Broke the coupler that connects the motor shaft to the trommel. Multiple trips back and forth to town. Rained so much we started thinking about building an ark. To top it all off, had a round of the flu.
After four days, the sun came out, we got the trommel back together, and had a perfect run.
Ran into some rotten bedrock. Started breaking it up and it is full of chunky, crystalline gold.
We even found a piece with quartz still attached. I never thought to find that in an area that experienced so much glacial activity. Guess I need to go back and give those quartz rocks in the tailing pile another look.
One day we decided to take a break from digging and do some more exploring of the claim. We decide to walk up the mountain from where we were digging and found a large outcropping of bedrock. At first glance it did not look very significant, other than it was a large shelf with 75 feet exposed, it looked like a giant step. We walked around this outcropping inspecting is closer and as we started to pull the moss off of the face of the rock we uncovered a very large quartz vein with tons of stringers running all through the formation. We kept pulling off moss and kept uncovering more and more quartz. My mother-in-law found a loose piece of quartz and pulled it loose, it was a beautiful crystalline quartz specimen. We are very suspect that this quartz is the source for the gold we are currently finding, The plan is to send out a few grab samples for assay, wish us luck. Who love’s rocks…….I do! I do!

» **SOURCE DATA**
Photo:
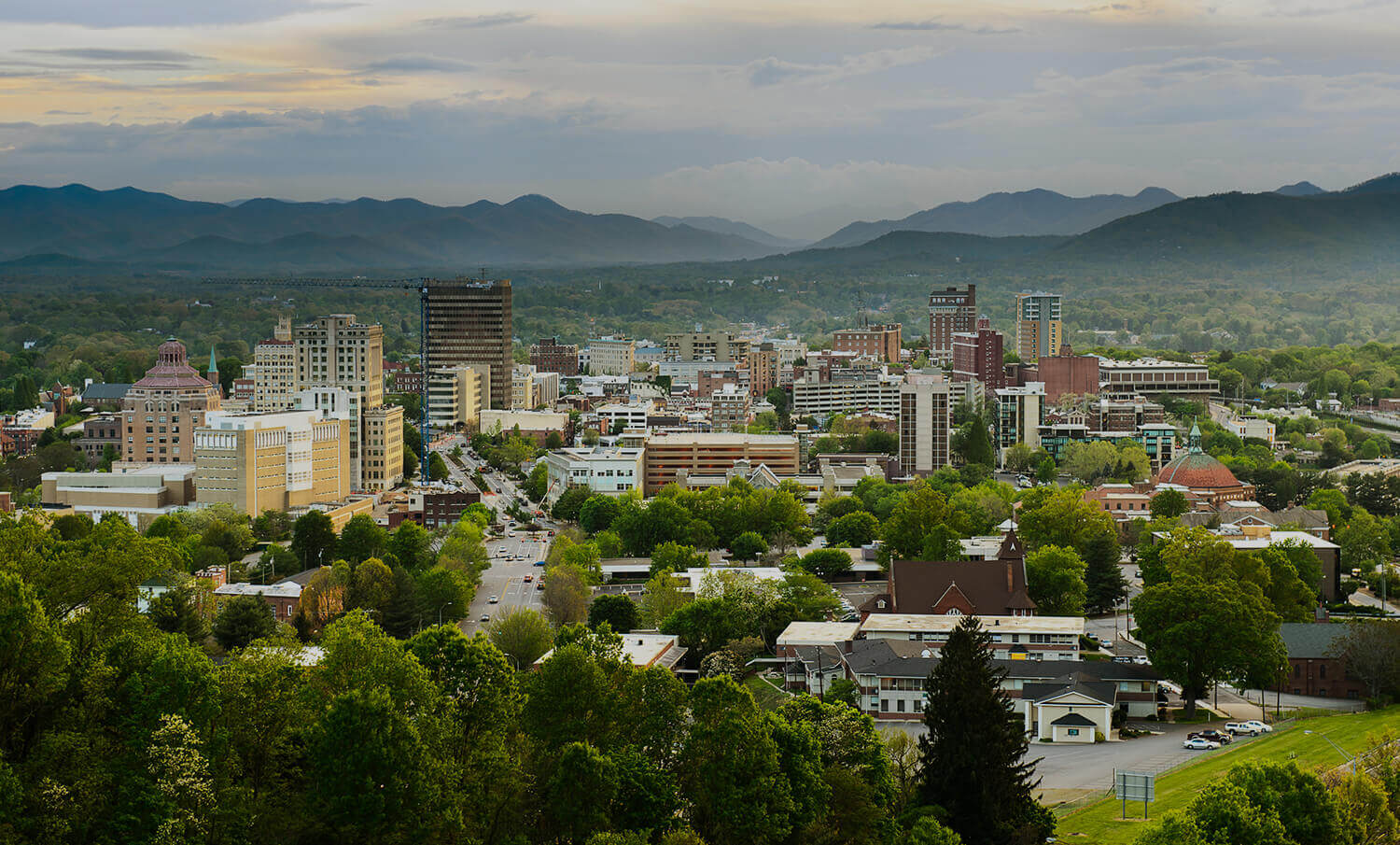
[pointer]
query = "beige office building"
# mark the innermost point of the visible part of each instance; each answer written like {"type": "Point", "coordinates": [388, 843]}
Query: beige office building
{"type": "Point", "coordinates": [381, 463]}
{"type": "Point", "coordinates": [339, 352]}
{"type": "Point", "coordinates": [455, 397]}
{"type": "Point", "coordinates": [276, 461]}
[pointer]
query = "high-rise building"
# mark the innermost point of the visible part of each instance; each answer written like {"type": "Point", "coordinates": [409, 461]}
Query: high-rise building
{"type": "Point", "coordinates": [1019, 414]}
{"type": "Point", "coordinates": [272, 461]}
{"type": "Point", "coordinates": [763, 369]}
{"type": "Point", "coordinates": [341, 352]}
{"type": "Point", "coordinates": [707, 346]}
{"type": "Point", "coordinates": [924, 424]}
{"type": "Point", "coordinates": [1039, 330]}
{"type": "Point", "coordinates": [274, 370]}
{"type": "Point", "coordinates": [552, 356]}
{"type": "Point", "coordinates": [876, 341]}
{"type": "Point", "coordinates": [469, 322]}
{"type": "Point", "coordinates": [949, 311]}
{"type": "Point", "coordinates": [162, 409]}
{"type": "Point", "coordinates": [977, 356]}
{"type": "Point", "coordinates": [612, 355]}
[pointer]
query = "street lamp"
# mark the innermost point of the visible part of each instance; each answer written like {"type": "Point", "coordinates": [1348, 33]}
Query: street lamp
{"type": "Point", "coordinates": [1340, 750]}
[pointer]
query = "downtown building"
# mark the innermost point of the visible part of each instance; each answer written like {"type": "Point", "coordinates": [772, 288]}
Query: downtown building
{"type": "Point", "coordinates": [469, 322]}
{"type": "Point", "coordinates": [951, 311]}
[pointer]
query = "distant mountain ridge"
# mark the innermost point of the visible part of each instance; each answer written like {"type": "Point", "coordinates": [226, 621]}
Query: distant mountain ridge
{"type": "Point", "coordinates": [143, 227]}
{"type": "Point", "coordinates": [1035, 212]}
{"type": "Point", "coordinates": [734, 227]}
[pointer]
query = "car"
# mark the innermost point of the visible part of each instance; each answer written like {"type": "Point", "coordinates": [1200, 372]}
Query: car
{"type": "Point", "coordinates": [1223, 739]}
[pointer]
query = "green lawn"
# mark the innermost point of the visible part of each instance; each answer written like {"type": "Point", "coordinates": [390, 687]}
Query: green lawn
{"type": "Point", "coordinates": [1099, 824]}
{"type": "Point", "coordinates": [767, 696]}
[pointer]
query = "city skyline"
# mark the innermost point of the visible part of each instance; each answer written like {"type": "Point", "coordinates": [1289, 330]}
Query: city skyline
{"type": "Point", "coordinates": [784, 117]}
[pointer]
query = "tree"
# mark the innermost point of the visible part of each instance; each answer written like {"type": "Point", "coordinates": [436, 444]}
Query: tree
{"type": "Point", "coordinates": [241, 620]}
{"type": "Point", "coordinates": [826, 564]}
{"type": "Point", "coordinates": [853, 530]}
{"type": "Point", "coordinates": [314, 540]}
{"type": "Point", "coordinates": [1055, 581]}
{"type": "Point", "coordinates": [1200, 632]}
{"type": "Point", "coordinates": [361, 539]}
{"type": "Point", "coordinates": [1103, 582]}
{"type": "Point", "coordinates": [566, 595]}
{"type": "Point", "coordinates": [523, 635]}
{"type": "Point", "coordinates": [1168, 505]}
{"type": "Point", "coordinates": [749, 545]}
{"type": "Point", "coordinates": [973, 754]}
{"type": "Point", "coordinates": [618, 612]}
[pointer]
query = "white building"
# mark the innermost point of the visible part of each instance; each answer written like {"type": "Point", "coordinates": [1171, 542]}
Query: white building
{"type": "Point", "coordinates": [602, 470]}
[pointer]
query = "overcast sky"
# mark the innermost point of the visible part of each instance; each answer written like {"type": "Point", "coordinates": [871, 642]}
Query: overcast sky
{"type": "Point", "coordinates": [791, 115]}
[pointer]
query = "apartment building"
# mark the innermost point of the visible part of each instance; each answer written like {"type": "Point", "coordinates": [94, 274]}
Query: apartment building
{"type": "Point", "coordinates": [1039, 328]}
{"type": "Point", "coordinates": [881, 342]}
{"type": "Point", "coordinates": [161, 411]}
{"type": "Point", "coordinates": [272, 461]}
{"type": "Point", "coordinates": [714, 453]}
{"type": "Point", "coordinates": [552, 356]}
{"type": "Point", "coordinates": [612, 355]}
{"type": "Point", "coordinates": [469, 322]}
{"type": "Point", "coordinates": [924, 424]}
{"type": "Point", "coordinates": [979, 356]}
{"type": "Point", "coordinates": [951, 311]}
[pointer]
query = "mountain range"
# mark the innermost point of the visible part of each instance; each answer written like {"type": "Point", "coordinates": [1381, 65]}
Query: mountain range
{"type": "Point", "coordinates": [1035, 212]}
{"type": "Point", "coordinates": [77, 229]}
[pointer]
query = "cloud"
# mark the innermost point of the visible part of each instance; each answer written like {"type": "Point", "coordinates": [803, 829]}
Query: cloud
{"type": "Point", "coordinates": [941, 27]}
{"type": "Point", "coordinates": [157, 13]}
{"type": "Point", "coordinates": [417, 63]}
{"type": "Point", "coordinates": [478, 21]}
{"type": "Point", "coordinates": [111, 55]}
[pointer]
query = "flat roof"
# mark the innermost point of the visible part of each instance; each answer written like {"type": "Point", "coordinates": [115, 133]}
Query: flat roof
{"type": "Point", "coordinates": [915, 623]}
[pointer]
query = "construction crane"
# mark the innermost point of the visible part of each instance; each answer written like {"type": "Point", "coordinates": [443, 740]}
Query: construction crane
{"type": "Point", "coordinates": [422, 286]}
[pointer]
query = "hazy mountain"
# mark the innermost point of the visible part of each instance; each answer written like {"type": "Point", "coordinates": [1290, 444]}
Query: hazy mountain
{"type": "Point", "coordinates": [142, 227]}
{"type": "Point", "coordinates": [734, 227]}
{"type": "Point", "coordinates": [1299, 190]}
{"type": "Point", "coordinates": [1036, 212]}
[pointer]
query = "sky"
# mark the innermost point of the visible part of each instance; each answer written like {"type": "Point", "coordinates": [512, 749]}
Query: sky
{"type": "Point", "coordinates": [795, 117]}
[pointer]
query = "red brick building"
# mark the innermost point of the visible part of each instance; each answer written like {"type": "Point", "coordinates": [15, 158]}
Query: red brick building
{"type": "Point", "coordinates": [977, 356]}
{"type": "Point", "coordinates": [875, 341]}
{"type": "Point", "coordinates": [1069, 373]}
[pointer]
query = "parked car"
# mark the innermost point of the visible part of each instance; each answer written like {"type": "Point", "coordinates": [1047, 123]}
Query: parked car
{"type": "Point", "coordinates": [1223, 739]}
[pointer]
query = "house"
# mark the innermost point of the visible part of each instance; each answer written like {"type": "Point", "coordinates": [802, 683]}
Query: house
{"type": "Point", "coordinates": [959, 587]}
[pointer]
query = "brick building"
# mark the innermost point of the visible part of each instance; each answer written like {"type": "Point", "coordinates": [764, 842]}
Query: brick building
{"type": "Point", "coordinates": [876, 341]}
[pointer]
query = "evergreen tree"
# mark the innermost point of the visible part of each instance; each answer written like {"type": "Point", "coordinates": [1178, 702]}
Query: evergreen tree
{"type": "Point", "coordinates": [1102, 576]}
{"type": "Point", "coordinates": [973, 752]}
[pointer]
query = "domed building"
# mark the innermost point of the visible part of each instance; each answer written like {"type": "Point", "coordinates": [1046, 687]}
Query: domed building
{"type": "Point", "coordinates": [162, 409]}
{"type": "Point", "coordinates": [1201, 475]}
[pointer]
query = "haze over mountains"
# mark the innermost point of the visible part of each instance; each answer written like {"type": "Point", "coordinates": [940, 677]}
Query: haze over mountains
{"type": "Point", "coordinates": [76, 227]}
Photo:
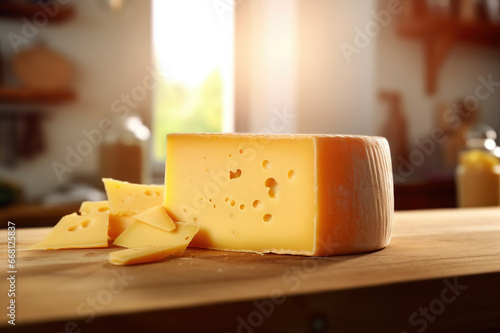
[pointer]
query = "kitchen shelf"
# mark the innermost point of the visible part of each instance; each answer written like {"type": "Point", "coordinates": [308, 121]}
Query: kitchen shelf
{"type": "Point", "coordinates": [35, 96]}
{"type": "Point", "coordinates": [17, 10]}
{"type": "Point", "coordinates": [440, 34]}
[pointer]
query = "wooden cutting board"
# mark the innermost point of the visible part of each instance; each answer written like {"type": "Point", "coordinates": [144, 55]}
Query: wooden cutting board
{"type": "Point", "coordinates": [53, 285]}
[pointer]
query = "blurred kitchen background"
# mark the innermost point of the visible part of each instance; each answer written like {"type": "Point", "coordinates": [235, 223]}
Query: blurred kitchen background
{"type": "Point", "coordinates": [91, 88]}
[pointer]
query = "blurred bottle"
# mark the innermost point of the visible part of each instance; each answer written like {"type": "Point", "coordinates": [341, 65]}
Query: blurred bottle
{"type": "Point", "coordinates": [478, 172]}
{"type": "Point", "coordinates": [123, 155]}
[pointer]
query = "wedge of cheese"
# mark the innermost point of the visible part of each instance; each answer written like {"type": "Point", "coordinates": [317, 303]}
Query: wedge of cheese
{"type": "Point", "coordinates": [315, 195]}
{"type": "Point", "coordinates": [141, 234]}
{"type": "Point", "coordinates": [142, 255]}
{"type": "Point", "coordinates": [157, 217]}
{"type": "Point", "coordinates": [77, 231]}
{"type": "Point", "coordinates": [127, 199]}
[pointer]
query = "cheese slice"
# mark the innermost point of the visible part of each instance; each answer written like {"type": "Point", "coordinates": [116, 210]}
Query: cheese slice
{"type": "Point", "coordinates": [146, 254]}
{"type": "Point", "coordinates": [94, 206]}
{"type": "Point", "coordinates": [117, 223]}
{"type": "Point", "coordinates": [314, 195]}
{"type": "Point", "coordinates": [128, 199]}
{"type": "Point", "coordinates": [141, 234]}
{"type": "Point", "coordinates": [157, 217]}
{"type": "Point", "coordinates": [77, 231]}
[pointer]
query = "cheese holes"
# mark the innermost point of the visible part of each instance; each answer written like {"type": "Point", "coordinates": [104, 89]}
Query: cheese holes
{"type": "Point", "coordinates": [234, 175]}
{"type": "Point", "coordinates": [81, 225]}
{"type": "Point", "coordinates": [257, 204]}
{"type": "Point", "coordinates": [273, 186]}
{"type": "Point", "coordinates": [150, 193]}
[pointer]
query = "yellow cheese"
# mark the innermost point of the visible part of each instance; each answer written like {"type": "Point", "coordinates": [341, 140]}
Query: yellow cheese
{"type": "Point", "coordinates": [157, 217]}
{"type": "Point", "coordinates": [128, 199]}
{"type": "Point", "coordinates": [141, 234]}
{"type": "Point", "coordinates": [314, 195]}
{"type": "Point", "coordinates": [75, 231]}
{"type": "Point", "coordinates": [94, 206]}
{"type": "Point", "coordinates": [146, 254]}
{"type": "Point", "coordinates": [117, 223]}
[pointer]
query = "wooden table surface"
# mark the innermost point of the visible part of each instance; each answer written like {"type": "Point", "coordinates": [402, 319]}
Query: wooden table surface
{"type": "Point", "coordinates": [429, 251]}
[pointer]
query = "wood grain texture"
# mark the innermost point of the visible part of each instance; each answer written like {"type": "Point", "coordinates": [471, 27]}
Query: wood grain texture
{"type": "Point", "coordinates": [426, 245]}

» **WHAT YOU WILL DO**
Could you continue the account of mining the gold claim above, picking up right after its final line?

» **TASK RESULT**
This is a photo of me in a sample hole I dug inspecting my handy work and collecting samples to run back at camp. There was hardly any gold in this hole. I found out later in the season that the reason I did not find any gold here was because I dug to deep/not deep enough. The gold in this seems to be in one of two places, we find it sitting on a clay layer and we also find it sitting right on the bedrock. This hole I dug just past the clay layer but not to the bedrock.